§ Written exercise: Which lines of the material contain the string "lawn"? Show each such line in full, treating uppercase and lowercase as different.
═════ Data for the task
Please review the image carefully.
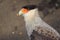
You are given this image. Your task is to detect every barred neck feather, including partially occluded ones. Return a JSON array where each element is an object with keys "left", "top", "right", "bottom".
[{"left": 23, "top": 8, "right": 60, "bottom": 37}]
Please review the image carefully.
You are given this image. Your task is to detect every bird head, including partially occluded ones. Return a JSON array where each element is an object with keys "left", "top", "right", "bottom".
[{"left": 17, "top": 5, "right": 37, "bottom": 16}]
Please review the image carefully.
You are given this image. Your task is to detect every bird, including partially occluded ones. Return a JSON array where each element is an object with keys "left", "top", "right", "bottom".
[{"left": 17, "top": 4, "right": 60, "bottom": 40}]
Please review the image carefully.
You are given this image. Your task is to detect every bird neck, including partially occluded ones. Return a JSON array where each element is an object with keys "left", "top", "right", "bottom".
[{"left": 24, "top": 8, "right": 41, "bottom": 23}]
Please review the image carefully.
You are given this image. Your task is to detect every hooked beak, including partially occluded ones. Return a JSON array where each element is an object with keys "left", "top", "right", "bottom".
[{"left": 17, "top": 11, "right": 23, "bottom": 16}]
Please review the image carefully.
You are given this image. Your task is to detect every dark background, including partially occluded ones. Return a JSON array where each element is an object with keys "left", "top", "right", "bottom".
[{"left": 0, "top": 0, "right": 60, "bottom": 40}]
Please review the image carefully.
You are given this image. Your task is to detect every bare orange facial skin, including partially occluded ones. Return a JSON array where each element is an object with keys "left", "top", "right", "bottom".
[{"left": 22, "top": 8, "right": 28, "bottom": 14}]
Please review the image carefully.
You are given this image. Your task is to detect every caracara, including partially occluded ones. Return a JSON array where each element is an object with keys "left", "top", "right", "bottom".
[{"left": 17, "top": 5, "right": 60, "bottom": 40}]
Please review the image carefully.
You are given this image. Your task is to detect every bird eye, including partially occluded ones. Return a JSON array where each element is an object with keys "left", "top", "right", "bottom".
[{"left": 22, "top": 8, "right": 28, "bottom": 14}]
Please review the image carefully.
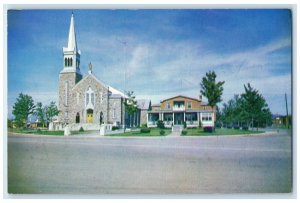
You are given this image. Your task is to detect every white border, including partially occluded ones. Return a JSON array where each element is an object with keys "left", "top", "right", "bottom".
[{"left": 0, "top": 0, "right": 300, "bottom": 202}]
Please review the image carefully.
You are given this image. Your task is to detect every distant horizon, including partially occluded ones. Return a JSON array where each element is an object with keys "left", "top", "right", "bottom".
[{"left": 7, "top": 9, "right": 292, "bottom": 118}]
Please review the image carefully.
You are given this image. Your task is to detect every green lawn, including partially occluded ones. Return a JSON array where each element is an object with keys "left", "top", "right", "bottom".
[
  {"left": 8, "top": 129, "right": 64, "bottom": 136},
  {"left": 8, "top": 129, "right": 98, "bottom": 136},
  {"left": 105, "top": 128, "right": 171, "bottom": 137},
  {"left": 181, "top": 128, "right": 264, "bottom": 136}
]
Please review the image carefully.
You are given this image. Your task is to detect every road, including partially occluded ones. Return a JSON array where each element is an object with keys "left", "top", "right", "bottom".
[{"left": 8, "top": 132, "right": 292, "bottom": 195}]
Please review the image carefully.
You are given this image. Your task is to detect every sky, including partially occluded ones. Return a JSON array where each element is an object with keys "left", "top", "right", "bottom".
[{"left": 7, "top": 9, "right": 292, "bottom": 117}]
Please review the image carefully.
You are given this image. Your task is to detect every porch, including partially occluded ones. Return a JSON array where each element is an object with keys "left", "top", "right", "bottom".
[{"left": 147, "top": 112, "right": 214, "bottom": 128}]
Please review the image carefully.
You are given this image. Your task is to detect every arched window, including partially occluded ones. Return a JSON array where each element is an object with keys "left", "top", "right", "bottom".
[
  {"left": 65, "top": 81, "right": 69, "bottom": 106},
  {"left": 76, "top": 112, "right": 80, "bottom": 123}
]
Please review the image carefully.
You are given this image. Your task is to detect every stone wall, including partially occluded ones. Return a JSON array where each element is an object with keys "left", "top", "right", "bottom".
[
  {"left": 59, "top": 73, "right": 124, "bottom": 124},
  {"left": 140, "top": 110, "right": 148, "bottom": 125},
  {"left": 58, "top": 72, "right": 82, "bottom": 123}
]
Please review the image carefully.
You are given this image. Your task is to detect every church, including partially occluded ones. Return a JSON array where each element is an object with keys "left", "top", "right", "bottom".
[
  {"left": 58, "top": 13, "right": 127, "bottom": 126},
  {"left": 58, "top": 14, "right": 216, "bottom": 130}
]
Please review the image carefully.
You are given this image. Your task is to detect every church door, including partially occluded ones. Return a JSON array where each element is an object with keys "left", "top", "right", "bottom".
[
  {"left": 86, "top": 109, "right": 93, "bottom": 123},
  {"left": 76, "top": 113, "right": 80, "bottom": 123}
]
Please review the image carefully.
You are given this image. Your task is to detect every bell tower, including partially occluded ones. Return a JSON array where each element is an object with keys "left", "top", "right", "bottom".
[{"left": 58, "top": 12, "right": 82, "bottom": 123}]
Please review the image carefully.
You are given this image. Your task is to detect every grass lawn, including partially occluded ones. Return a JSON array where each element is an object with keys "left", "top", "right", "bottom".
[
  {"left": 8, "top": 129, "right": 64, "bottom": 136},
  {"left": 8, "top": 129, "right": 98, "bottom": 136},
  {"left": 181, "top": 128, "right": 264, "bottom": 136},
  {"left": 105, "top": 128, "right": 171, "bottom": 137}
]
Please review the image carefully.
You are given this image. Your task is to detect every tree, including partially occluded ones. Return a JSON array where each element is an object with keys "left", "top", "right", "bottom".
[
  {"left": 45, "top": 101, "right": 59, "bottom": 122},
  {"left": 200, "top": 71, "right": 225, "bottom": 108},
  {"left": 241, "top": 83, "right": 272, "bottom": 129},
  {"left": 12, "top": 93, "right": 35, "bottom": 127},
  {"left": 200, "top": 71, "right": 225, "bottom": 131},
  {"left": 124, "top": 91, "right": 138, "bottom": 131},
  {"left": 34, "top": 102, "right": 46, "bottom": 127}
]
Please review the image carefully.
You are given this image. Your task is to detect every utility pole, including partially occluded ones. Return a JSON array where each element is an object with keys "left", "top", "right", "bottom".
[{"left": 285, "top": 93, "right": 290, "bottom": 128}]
══════════
§ Correct response:
You are given this image. Your task is to detect every green lawn, including partially occluded ones. Return a JSON array where each element is an object with keys "left", "top", "right", "bottom".
You are given this image. Your task is to detect every grass lawn, including partially occluded ones. Return a JSON array where each element is an object with keys "left", "top", "right", "bottom".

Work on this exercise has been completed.